→ Data to process
◇ ◇ ◇
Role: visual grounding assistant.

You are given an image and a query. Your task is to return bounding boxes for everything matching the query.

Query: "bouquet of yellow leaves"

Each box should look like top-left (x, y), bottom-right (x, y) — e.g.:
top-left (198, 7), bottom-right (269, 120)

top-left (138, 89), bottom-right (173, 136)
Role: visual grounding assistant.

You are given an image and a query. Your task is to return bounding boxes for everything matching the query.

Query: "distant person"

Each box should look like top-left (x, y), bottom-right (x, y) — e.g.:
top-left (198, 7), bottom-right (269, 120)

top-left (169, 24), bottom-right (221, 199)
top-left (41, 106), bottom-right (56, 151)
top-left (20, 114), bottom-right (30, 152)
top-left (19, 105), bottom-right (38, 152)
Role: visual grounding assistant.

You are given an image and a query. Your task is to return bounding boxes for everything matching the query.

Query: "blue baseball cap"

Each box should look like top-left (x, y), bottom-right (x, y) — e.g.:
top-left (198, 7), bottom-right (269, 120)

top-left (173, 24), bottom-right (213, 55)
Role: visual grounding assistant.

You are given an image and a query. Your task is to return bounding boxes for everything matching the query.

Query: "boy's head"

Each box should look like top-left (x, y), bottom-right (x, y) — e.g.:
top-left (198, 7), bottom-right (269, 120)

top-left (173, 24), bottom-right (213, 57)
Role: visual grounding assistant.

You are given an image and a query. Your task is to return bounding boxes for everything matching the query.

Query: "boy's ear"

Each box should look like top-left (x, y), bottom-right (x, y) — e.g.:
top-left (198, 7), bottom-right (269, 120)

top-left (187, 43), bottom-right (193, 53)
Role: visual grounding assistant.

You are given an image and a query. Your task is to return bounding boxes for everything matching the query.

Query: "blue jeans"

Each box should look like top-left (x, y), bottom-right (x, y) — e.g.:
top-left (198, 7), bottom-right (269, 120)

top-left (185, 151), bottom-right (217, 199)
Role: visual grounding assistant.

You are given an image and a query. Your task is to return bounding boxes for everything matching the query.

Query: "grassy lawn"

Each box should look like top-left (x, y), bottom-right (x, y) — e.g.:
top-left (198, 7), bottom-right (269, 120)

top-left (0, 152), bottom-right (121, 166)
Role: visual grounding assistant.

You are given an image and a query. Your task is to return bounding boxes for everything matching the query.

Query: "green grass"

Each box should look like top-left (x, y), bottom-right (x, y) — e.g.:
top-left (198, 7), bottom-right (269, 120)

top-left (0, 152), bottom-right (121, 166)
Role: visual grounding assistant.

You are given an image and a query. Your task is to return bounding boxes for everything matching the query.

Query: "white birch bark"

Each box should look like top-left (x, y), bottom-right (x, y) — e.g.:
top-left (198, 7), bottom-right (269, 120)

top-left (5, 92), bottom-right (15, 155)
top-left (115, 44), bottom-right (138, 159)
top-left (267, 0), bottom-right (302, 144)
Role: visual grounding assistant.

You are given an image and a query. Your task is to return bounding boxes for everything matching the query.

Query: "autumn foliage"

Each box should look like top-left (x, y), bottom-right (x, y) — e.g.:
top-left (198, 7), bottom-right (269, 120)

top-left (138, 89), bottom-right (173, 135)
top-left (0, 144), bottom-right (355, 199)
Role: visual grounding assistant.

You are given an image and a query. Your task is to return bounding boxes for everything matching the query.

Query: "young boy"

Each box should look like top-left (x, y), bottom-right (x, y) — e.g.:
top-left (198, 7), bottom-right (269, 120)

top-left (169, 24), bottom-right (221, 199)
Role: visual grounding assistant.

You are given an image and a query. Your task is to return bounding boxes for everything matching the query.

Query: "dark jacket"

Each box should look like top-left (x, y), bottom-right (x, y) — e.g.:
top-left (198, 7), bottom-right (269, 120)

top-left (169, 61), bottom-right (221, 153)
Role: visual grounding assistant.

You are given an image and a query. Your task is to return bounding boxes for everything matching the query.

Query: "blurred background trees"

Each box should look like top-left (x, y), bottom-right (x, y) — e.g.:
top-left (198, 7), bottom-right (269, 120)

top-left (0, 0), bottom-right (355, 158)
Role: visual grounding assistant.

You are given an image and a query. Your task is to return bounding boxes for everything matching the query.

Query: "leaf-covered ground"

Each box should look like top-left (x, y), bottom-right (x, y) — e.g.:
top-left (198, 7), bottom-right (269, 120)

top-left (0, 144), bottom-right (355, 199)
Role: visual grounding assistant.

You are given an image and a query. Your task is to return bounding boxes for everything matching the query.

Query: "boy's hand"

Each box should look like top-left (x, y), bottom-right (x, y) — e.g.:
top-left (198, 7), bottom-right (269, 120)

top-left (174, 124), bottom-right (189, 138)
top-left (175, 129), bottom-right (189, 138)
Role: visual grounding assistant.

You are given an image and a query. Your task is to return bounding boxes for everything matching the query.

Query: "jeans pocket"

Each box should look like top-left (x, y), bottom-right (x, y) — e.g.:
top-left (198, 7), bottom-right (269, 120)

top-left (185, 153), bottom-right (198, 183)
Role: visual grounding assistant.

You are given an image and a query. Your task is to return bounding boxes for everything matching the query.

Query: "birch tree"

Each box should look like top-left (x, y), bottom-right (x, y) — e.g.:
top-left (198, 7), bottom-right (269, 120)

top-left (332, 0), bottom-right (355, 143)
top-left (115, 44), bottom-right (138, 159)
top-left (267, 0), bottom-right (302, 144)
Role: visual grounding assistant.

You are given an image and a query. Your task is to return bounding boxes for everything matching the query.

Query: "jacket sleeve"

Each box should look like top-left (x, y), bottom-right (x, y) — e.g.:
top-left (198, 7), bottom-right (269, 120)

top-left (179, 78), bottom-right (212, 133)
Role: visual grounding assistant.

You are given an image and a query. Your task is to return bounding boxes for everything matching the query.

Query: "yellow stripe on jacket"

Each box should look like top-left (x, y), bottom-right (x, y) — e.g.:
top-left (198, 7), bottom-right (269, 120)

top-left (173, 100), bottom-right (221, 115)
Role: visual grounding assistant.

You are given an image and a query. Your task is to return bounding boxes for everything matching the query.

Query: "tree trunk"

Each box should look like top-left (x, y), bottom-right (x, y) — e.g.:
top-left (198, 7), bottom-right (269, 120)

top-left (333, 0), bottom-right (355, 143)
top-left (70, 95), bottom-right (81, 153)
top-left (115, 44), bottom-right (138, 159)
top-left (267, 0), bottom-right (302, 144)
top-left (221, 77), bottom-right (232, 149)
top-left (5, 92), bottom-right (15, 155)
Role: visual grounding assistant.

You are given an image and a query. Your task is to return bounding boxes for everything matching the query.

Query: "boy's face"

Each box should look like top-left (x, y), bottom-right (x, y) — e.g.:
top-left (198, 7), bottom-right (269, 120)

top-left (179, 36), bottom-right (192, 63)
◇ ◇ ◇
→ Task prompt
Can you give every line of the listing above as a numbered list, leaving out the blank lines?

→ Exercise solution
1. Role: visual grounding assistant.
2. You are given an image and a query. Your task is to return bounding boxes for everything matching the query.
3. Query: "bouquet of yellow leaves"
4. Each box should look like top-left (x, y), bottom-right (x, y) — e.g.:
5. top-left (198, 7), bottom-right (269, 120)
6. top-left (138, 89), bottom-right (173, 136)
7. Role: visual grounding assistant.
8. You are given an image and a query. Your task is to return bounding boxes for everything matching the query.
9. Query: "distant person"
10. Each box should look like top-left (x, y), bottom-right (x, y) — e.g.:
11. top-left (198, 7), bottom-right (269, 120)
12. top-left (169, 24), bottom-right (221, 199)
13. top-left (41, 106), bottom-right (56, 151)
14. top-left (20, 114), bottom-right (30, 152)
15. top-left (19, 105), bottom-right (38, 152)
16. Role: visual grounding assistant.
17. You are given an image and a query. Your task is to return bounding boxes for everything matching the query.
18. Query: "blue baseball cap"
19. Each box should look like top-left (x, y), bottom-right (x, y) — e.g.:
20. top-left (198, 7), bottom-right (269, 120)
21. top-left (173, 24), bottom-right (213, 55)
22. Role: visual grounding assistant.
23. You are given an image and a query. Your task is to return bounding boxes for everything matching the query.
24. Query: "boy's head"
25. Each box should look like top-left (x, y), bottom-right (x, y) — e.g.:
26. top-left (198, 7), bottom-right (269, 120)
27. top-left (173, 24), bottom-right (213, 57)
28. Role: visual grounding assistant.
29. You are given an image and a query. Your task is to return bounding boxes for everything matching the query.
30. Query: "boy's ear"
31. Each box should look like top-left (x, y), bottom-right (x, y) — e.g.:
32. top-left (198, 7), bottom-right (269, 120)
33. top-left (187, 43), bottom-right (193, 53)
34. Role: visual grounding assistant.
35. You are given an image and a query. Your task is to return bounding boxes for everything matching the query.
36. Query: "blue jeans"
37. Each box should look like top-left (x, y), bottom-right (x, y) — e.g.:
38. top-left (198, 7), bottom-right (269, 120)
39. top-left (185, 151), bottom-right (217, 199)
40. Role: visual grounding assistant.
41. You are given an image and a query. Your task is to return bounding boxes for everything matching the query.
42. Query: "grassy lawn"
43. Each box should look like top-left (x, y), bottom-right (x, y) — e.g.:
44. top-left (198, 7), bottom-right (269, 120)
45. top-left (0, 152), bottom-right (121, 166)
46. Role: visual grounding assistant.
47. You are given an image and a query. Your task is to return bounding boxes for everything matching the query.
48. Query: "green grass"
49. Each box should look like top-left (x, y), bottom-right (x, y) — e.g.:
50. top-left (198, 7), bottom-right (269, 120)
51. top-left (0, 152), bottom-right (121, 166)
52. Role: visual grounding assistant.
53. You are given an image and a query. Your task is to return bounding boxes for everything matching the query.
54. Query: "white birch bark"
55. Each box should look like top-left (x, y), bottom-right (x, y) — e.g.:
56. top-left (198, 7), bottom-right (269, 120)
57. top-left (5, 92), bottom-right (15, 155)
58. top-left (115, 44), bottom-right (138, 159)
59. top-left (267, 0), bottom-right (302, 144)
60. Role: visual grounding assistant.
61. You are given an image and a query. Your task is to return bounding boxes for everything matching the query.
62. Query: "autumn foliage"
63. Each box should look like top-left (x, y), bottom-right (x, y) — e.g.:
64. top-left (198, 7), bottom-right (269, 120)
65. top-left (138, 89), bottom-right (173, 135)
66. top-left (0, 144), bottom-right (355, 199)
67. Role: visual grounding assistant.
68. You are given an image and a query. Your task is to return bounding boxes for everything matching the query.
69. Query: "young boy"
70. Each box should look like top-left (x, y), bottom-right (x, y) — e.g.:
71. top-left (198, 7), bottom-right (269, 120)
72. top-left (169, 24), bottom-right (221, 199)
73. Role: visual grounding assistant.
74. You are given an image and a query. Your task is to return bounding boxes for everything matching the query.
75. Query: "dark jacket"
76. Each box should look like top-left (x, y), bottom-right (x, y) — e.g.:
77. top-left (198, 7), bottom-right (269, 120)
78. top-left (169, 61), bottom-right (221, 153)
79. Role: visual grounding assistant.
80. You are given an image and a query. Your task is to return bounding boxes for everything matching the query.
81. Query: "blurred background trees"
82. Each box should look like top-left (x, y), bottom-right (x, y) — e.g.:
83. top-left (198, 7), bottom-right (269, 120)
84. top-left (0, 0), bottom-right (355, 158)
85. Role: visual grounding assistant.
86. You are given an image and a query. Your task is to return bounding boxes for everything matching the query.
87. Query: "leaf-covered ground"
88. Each box should look like top-left (x, y), bottom-right (x, y) — e.g.:
89. top-left (198, 7), bottom-right (269, 120)
90. top-left (0, 144), bottom-right (355, 199)
91. Role: visual grounding assistant.
92. You are given an image and a query. Your task is to return bounding boxes for everything matching the query.
93. Query: "boy's hand"
94. Each box should look like top-left (x, y), bottom-right (x, y) — e.g.:
95. top-left (198, 7), bottom-right (269, 120)
96. top-left (174, 124), bottom-right (189, 138)
97. top-left (175, 129), bottom-right (189, 138)
98. Role: visual grounding assistant.
99. You are given an image and a query. Your task is to return bounding boxes for everything matching the query.
100. Query: "jeans pocket"
101. Each box should look like top-left (x, y), bottom-right (x, y) — e.g.:
102. top-left (198, 7), bottom-right (269, 120)
103. top-left (185, 153), bottom-right (198, 183)
104. Role: visual grounding assistant.
105. You are given an image and a query. Your task is to return bounding boxes for everything matching the query.
106. Query: "birch tree"
107. Each box should look like top-left (x, y), bottom-right (x, y) — e.g.:
108. top-left (198, 7), bottom-right (269, 120)
109. top-left (332, 0), bottom-right (355, 143)
110. top-left (115, 44), bottom-right (138, 159)
111. top-left (267, 0), bottom-right (302, 144)
112. Role: visual grounding assistant.
113. You are given an image and a query. Your task is to return bounding boxes for everything matching the query.
114. Query: "jacket sleeve"
115. Each box should look like top-left (x, y), bottom-right (x, y) — e.g.:
116. top-left (198, 7), bottom-right (269, 120)
117. top-left (179, 78), bottom-right (212, 133)
118. Role: visual grounding assistant.
119. You are given an image and a query. Your task is to return bounding boxes for everything matching the query.
120. Query: "yellow stripe on jacket"
121. Each box should look like top-left (x, y), bottom-right (x, y) — e.g.:
122. top-left (198, 7), bottom-right (269, 120)
123. top-left (173, 100), bottom-right (221, 115)
124. Role: visual grounding assistant.
125. You are given an image and a query. Your task is to return bounding boxes for everything matching the query.
126. Query: "tree trunk"
127. Each box should look like top-left (x, y), bottom-right (x, y) — e.g.:
128. top-left (198, 7), bottom-right (269, 120)
129. top-left (333, 0), bottom-right (355, 143)
130. top-left (70, 95), bottom-right (81, 153)
131. top-left (115, 44), bottom-right (138, 159)
132. top-left (267, 0), bottom-right (302, 144)
133. top-left (221, 77), bottom-right (232, 149)
134. top-left (5, 92), bottom-right (15, 155)
135. Role: visual grounding assistant.
136. You are given an image and a query. Your task is to return bounding boxes for everything matching the query.
137. Query: "boy's face"
138. Each box should look like top-left (x, y), bottom-right (x, y) — e.g.:
139. top-left (198, 7), bottom-right (269, 120)
140. top-left (179, 36), bottom-right (192, 63)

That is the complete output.